Where the line containing "Objective — for every instance of the small" appears below, start there and repeat each line exactly to the end. Leave the pictures out.

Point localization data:
------
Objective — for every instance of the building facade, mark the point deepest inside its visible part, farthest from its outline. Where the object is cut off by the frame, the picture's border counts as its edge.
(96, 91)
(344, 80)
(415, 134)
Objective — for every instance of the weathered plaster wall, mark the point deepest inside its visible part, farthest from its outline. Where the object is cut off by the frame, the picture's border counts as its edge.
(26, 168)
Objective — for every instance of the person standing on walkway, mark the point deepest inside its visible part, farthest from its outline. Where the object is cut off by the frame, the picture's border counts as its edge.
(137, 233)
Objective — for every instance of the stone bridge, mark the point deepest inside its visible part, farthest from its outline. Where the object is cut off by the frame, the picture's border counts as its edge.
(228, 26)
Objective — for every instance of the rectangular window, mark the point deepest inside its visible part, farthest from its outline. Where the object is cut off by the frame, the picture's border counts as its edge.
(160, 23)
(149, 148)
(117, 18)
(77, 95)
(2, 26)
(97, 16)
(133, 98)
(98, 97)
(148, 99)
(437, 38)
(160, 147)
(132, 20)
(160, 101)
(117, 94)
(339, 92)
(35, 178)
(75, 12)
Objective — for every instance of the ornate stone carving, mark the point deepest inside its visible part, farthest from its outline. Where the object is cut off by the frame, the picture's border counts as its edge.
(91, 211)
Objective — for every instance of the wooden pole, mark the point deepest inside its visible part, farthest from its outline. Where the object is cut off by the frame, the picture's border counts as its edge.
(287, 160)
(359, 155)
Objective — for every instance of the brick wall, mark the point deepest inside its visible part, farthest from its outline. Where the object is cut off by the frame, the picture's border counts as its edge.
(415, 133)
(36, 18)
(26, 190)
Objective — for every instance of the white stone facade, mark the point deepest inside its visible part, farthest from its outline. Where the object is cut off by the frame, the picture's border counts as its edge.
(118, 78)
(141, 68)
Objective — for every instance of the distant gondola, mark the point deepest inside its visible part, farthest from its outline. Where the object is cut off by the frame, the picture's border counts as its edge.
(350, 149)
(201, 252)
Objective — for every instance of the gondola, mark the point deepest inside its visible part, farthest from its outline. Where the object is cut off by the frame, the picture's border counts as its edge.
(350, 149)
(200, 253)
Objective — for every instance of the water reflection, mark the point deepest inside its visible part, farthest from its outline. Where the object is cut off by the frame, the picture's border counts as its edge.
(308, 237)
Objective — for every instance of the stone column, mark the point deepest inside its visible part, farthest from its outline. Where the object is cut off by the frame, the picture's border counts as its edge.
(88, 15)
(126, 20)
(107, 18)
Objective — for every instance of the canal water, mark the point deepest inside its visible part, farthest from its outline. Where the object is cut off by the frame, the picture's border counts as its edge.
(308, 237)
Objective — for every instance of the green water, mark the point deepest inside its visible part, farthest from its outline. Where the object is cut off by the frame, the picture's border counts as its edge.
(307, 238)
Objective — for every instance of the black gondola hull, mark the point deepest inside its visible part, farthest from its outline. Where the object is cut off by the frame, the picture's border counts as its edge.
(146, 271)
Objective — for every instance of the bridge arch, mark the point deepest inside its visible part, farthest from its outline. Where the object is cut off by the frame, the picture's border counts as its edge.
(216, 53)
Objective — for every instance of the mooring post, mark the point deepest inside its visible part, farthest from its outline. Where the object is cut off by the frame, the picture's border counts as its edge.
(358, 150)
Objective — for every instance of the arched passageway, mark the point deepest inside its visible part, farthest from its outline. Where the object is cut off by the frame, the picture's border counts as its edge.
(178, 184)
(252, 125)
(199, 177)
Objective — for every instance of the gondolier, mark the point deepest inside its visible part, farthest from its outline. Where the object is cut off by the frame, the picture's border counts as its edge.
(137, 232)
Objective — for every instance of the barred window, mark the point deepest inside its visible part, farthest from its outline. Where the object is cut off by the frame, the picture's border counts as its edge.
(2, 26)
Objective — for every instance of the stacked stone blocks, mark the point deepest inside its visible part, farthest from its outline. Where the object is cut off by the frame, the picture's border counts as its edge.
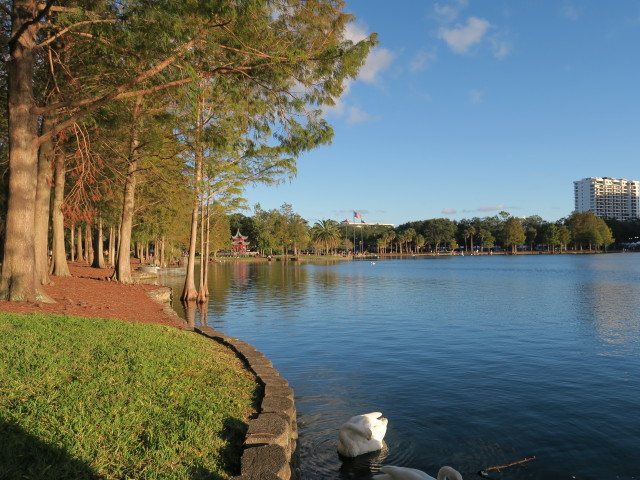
(271, 440)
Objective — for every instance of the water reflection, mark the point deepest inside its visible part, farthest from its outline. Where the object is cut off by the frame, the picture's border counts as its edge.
(476, 361)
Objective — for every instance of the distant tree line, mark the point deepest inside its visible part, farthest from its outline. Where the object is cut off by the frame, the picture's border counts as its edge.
(283, 231)
(142, 121)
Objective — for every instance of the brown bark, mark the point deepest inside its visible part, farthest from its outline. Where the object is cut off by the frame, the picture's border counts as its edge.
(98, 246)
(122, 271)
(43, 200)
(80, 256)
(88, 247)
(190, 292)
(18, 281)
(112, 246)
(59, 266)
(202, 294)
(72, 231)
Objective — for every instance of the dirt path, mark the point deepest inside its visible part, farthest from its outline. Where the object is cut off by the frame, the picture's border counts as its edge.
(88, 293)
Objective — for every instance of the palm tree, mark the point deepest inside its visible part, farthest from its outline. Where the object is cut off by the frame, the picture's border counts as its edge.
(326, 233)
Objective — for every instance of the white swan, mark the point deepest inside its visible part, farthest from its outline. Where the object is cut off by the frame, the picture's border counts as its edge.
(402, 473)
(362, 434)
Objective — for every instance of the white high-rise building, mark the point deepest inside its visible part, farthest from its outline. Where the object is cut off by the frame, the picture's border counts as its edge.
(608, 197)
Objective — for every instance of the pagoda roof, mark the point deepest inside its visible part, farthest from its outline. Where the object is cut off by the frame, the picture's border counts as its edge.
(239, 235)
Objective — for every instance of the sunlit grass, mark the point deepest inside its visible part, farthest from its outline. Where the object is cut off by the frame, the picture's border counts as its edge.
(95, 398)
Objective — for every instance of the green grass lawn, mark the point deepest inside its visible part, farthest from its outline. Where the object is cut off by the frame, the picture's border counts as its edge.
(96, 398)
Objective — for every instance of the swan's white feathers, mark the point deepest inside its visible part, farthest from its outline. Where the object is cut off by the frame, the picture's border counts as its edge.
(362, 434)
(403, 473)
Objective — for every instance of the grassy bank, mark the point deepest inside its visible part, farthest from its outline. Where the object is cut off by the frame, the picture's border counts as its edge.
(95, 398)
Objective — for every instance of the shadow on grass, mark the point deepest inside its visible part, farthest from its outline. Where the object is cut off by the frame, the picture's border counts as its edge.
(233, 433)
(24, 456)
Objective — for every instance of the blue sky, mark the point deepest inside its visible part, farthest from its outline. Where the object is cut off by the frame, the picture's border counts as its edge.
(470, 107)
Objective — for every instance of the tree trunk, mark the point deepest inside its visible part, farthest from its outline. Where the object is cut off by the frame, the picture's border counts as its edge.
(43, 199)
(88, 247)
(98, 246)
(72, 231)
(190, 292)
(204, 263)
(122, 270)
(162, 259)
(18, 281)
(112, 246)
(202, 295)
(59, 266)
(80, 255)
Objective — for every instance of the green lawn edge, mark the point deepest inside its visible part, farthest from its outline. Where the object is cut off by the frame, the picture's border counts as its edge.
(104, 398)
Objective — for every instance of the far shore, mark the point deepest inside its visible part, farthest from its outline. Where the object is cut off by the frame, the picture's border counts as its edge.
(366, 256)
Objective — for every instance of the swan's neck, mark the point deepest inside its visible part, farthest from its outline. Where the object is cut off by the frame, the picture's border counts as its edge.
(448, 473)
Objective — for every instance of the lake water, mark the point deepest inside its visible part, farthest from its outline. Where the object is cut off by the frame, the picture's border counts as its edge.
(476, 361)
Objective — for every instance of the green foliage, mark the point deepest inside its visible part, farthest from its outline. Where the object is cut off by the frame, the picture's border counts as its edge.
(587, 229)
(94, 398)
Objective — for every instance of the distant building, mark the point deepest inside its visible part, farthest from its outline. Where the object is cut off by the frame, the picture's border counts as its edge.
(608, 197)
(240, 242)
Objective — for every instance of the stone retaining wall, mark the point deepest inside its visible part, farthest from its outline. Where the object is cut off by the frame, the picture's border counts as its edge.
(270, 446)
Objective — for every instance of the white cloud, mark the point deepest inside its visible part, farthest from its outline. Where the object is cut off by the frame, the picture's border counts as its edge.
(571, 12)
(501, 48)
(355, 32)
(422, 60)
(488, 208)
(377, 61)
(356, 115)
(462, 37)
(475, 96)
(449, 12)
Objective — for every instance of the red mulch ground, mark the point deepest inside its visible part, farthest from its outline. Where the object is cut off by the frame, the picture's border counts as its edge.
(88, 294)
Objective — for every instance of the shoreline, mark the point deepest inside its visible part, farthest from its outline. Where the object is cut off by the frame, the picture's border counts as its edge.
(270, 446)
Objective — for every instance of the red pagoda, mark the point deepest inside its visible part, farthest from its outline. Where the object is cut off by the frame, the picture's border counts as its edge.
(240, 243)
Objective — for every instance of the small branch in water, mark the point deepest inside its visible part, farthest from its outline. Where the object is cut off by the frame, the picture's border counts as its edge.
(483, 472)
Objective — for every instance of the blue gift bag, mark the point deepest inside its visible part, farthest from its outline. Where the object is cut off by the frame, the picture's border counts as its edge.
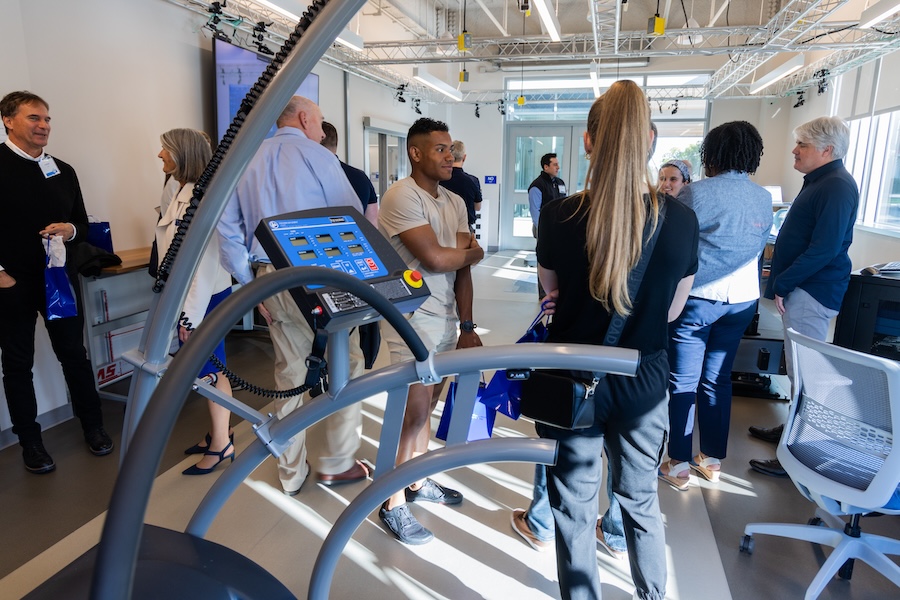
------
Expected answer:
Objective — for every instance of the small branch in water, mark the point deepest inside its visible part, farthest from its outline. Where the object is cut off by the frame, the picture's border counts as its edge.
(483, 472)
Objective — for every instance of the blue gift bag, mark the point deepest inside its visible part, farthest from its outline. Where the object is cut off by the frame, the picture's border counts as its edge.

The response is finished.